- Opening Delimiter -
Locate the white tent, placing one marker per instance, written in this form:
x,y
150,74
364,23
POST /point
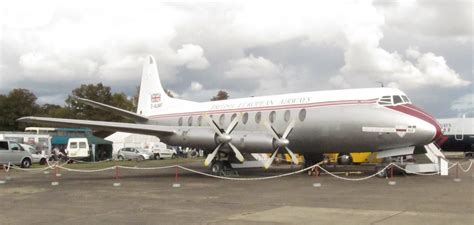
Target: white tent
- Closing Delimiter -
- Opening Delimiter -
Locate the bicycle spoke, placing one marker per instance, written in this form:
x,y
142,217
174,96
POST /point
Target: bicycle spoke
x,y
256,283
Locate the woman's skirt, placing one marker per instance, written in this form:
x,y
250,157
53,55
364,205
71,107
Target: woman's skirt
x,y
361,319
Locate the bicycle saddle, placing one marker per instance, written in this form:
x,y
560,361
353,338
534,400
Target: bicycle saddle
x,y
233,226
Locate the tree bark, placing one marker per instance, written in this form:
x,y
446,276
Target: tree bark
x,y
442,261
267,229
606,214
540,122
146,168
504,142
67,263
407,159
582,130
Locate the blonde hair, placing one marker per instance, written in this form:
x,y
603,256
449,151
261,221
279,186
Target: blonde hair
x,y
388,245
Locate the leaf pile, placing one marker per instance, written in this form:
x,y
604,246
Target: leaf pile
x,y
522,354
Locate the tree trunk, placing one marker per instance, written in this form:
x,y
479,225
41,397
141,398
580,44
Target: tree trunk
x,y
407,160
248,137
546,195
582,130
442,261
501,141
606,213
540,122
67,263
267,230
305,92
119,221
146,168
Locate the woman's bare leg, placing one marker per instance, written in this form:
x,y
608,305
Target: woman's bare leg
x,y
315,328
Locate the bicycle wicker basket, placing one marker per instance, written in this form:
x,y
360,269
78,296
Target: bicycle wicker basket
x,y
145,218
- Closing Delimiter -
- Opening Delimiter -
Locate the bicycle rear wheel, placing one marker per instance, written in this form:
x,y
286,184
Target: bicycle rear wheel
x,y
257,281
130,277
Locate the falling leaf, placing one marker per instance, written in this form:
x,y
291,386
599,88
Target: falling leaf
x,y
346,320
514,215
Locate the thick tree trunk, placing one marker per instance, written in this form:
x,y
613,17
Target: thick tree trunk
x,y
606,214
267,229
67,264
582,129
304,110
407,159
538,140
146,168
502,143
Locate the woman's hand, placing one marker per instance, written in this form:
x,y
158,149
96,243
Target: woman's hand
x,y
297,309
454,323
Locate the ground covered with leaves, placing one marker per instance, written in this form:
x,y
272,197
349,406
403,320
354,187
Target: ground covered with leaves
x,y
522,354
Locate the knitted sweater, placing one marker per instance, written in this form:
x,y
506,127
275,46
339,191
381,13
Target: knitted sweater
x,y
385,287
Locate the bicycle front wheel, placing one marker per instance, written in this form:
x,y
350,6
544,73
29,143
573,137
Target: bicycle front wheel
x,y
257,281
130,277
- Closing Delimiter -
• _Problem to work on_: When the word "white" turns up on a line of the material above, copy that line.

• _Written solution_:
Locate the white tent, placing one marker per instance, written in this form:
Target: white tent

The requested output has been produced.